#### Challenge
Format the material below as a numbered list, starting with the line that contains "Indicate the white" and going on through the end of the material. Leave out any blank lines.

#### Available records
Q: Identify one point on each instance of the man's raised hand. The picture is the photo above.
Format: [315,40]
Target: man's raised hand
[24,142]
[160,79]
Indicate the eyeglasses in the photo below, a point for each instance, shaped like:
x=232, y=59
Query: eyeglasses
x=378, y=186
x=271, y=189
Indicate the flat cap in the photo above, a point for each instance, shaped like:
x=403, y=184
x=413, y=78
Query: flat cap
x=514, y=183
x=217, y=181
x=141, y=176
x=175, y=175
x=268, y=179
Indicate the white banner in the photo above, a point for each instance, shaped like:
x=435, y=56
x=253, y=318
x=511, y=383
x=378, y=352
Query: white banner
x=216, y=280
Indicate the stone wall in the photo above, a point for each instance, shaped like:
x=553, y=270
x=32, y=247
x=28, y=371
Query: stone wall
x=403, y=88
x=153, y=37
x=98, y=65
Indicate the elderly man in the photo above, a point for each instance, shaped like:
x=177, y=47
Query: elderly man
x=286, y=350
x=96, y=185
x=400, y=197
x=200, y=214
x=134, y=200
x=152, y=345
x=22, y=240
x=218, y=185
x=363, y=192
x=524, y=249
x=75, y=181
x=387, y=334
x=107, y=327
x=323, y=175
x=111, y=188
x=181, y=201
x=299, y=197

#### Solution to this exercise
1. Indicate the white banner in the photo above, a point for each instance, shaped like:
2. x=435, y=56
3. x=253, y=318
4. x=511, y=383
5. x=378, y=352
6. Query: white banner
7. x=216, y=280
8. Indicate the stone wall in the photo above, a point for each instance, shaped like:
9. x=553, y=270
10. x=32, y=247
11. x=28, y=371
12. Query: stone wall
13. x=403, y=88
14. x=153, y=37
15. x=98, y=65
16. Indicate the elderly man in the photo above, a point for each instance, shaped like:
17. x=177, y=47
18. Query: elderly man
19. x=286, y=350
20. x=96, y=185
21. x=400, y=197
22. x=200, y=214
23. x=134, y=200
24. x=152, y=345
25. x=22, y=240
26. x=218, y=185
27. x=363, y=192
28. x=524, y=249
29. x=75, y=181
30. x=387, y=334
31. x=107, y=327
32. x=323, y=175
33. x=111, y=188
34. x=181, y=201
35. x=299, y=197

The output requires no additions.